EXERCISE AIM: Rescale the data starting at the line containing "form: point(223, 338)." and ending at the line containing "point(519, 103)", both included, and rewrite only those lines, requests and all. Multiply every coordinate in the answers by 0.45 and round to whole numbers (halves round up), leaving the numbers in the requests and their format samples unchanged.
>> START RECORDED INFORMATION
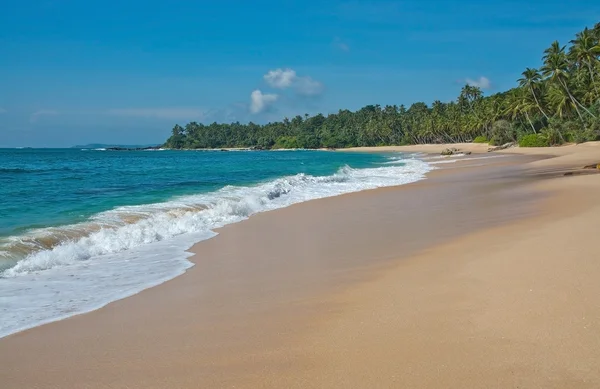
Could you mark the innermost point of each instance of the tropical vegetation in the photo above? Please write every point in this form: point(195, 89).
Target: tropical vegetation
point(557, 103)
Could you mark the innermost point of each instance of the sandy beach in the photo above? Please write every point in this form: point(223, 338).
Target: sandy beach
point(484, 275)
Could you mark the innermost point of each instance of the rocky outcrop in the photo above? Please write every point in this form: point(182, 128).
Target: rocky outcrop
point(503, 147)
point(454, 151)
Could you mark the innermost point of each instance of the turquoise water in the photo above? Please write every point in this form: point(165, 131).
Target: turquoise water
point(81, 228)
point(60, 186)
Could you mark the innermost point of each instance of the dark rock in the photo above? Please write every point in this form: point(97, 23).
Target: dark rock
point(503, 147)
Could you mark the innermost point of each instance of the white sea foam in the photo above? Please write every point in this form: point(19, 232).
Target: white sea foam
point(131, 248)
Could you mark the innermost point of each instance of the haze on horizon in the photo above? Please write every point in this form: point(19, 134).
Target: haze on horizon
point(105, 72)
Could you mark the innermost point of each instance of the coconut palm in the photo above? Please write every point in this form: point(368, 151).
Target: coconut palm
point(556, 69)
point(531, 79)
point(584, 51)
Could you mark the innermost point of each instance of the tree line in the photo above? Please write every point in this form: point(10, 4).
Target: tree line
point(557, 103)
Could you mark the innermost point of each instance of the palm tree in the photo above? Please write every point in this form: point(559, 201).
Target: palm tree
point(556, 69)
point(531, 78)
point(585, 51)
point(519, 103)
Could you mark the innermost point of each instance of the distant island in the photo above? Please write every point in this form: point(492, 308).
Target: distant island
point(115, 146)
point(558, 103)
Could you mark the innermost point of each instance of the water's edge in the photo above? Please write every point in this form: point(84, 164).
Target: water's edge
point(58, 300)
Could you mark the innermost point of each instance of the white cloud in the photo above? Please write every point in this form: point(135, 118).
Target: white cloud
point(42, 112)
point(340, 45)
point(482, 82)
point(161, 113)
point(260, 101)
point(280, 78)
point(308, 87)
point(287, 78)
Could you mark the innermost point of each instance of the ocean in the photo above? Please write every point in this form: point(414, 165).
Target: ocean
point(80, 228)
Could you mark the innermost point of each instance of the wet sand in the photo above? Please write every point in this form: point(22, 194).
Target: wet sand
point(483, 275)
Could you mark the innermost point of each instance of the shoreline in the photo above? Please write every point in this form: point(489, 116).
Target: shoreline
point(316, 305)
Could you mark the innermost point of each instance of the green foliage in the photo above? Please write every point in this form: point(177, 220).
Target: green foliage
point(560, 101)
point(533, 140)
point(502, 132)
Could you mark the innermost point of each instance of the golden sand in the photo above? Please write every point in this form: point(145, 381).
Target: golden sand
point(478, 277)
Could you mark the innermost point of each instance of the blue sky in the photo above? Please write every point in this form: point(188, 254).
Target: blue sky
point(75, 72)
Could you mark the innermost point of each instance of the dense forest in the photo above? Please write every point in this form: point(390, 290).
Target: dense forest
point(557, 103)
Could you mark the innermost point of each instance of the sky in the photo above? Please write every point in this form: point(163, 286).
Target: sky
point(125, 72)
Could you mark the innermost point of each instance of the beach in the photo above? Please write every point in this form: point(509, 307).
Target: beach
point(483, 275)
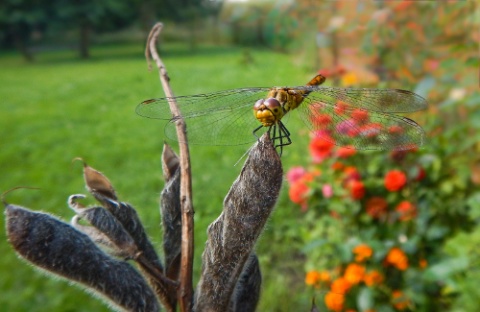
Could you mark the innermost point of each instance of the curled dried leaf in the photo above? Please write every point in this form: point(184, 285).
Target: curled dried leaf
point(58, 248)
point(170, 162)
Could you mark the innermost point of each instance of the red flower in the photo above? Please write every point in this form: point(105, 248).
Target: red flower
point(346, 151)
point(340, 107)
point(351, 173)
point(402, 6)
point(298, 192)
point(406, 210)
point(376, 207)
point(357, 189)
point(395, 180)
point(321, 148)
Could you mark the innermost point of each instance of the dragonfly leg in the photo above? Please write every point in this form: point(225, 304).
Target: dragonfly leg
point(284, 134)
point(256, 130)
point(280, 136)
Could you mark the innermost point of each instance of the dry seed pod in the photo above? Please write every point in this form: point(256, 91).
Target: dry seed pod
point(170, 162)
point(232, 236)
point(171, 213)
point(60, 249)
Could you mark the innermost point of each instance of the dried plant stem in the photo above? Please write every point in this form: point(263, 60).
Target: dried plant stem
point(185, 292)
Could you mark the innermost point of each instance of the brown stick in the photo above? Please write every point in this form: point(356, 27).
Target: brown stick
point(185, 291)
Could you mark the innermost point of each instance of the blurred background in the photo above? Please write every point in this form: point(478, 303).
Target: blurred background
point(357, 231)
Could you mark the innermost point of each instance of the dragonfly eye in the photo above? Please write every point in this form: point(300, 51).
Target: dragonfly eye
point(272, 104)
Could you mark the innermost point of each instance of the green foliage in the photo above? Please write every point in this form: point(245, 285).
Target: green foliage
point(60, 108)
point(442, 178)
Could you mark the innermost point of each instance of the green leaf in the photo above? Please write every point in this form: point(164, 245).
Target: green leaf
point(437, 232)
point(445, 269)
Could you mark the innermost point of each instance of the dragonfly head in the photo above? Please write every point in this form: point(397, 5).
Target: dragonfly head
>> END RECORDED INFORMATION
SOLVED EXERCISE:
Could you mark the innermost point of each instance of the sandy beach in the photo above? Please write every point in this form: point(223, 338).
Target: sandy beach
point(218, 124)
Could you mark the innermost point of each instance of the rocky outcrop in the photo above? Please write every point in this form: point(182, 128).
Target: rocky outcrop
point(226, 66)
point(204, 68)
Could you mark the innermost point of each instance of the turquoise water in the photo above? Please write every point in this form: point(165, 131).
Target: turquoise water
point(36, 103)
point(27, 84)
Could you mark the innermost point of each instance of the dark rock in the photo above? Please write every point in this form: point(97, 23).
Target: dark rock
point(226, 66)
Could you mark the innermost point of each instance of the white sea foam in the photo above? Please write every point in this form: point(19, 232).
Target: white sea foam
point(59, 112)
Could you mark the innermost point of each instance of the haze on horizon in the photo above? Please write every point in this form: point(19, 134).
Target: haze on horizon
point(47, 32)
Could you mark the innermost point of each instance of the coconut palm in the photo above? Please write every point in this form: point(368, 151).
Target: coconut palm
point(250, 31)
point(239, 36)
point(263, 23)
Could you mark the innermost point of each instance of the tree line in the photo above? Please write every point in this form: point(10, 4).
Target: tree line
point(251, 46)
Could you mark the innermost point of each instance of the palm tree in the photo above? Please write every point in this form: point(559, 201).
Target: palm tree
point(250, 31)
point(239, 35)
point(263, 23)
point(234, 46)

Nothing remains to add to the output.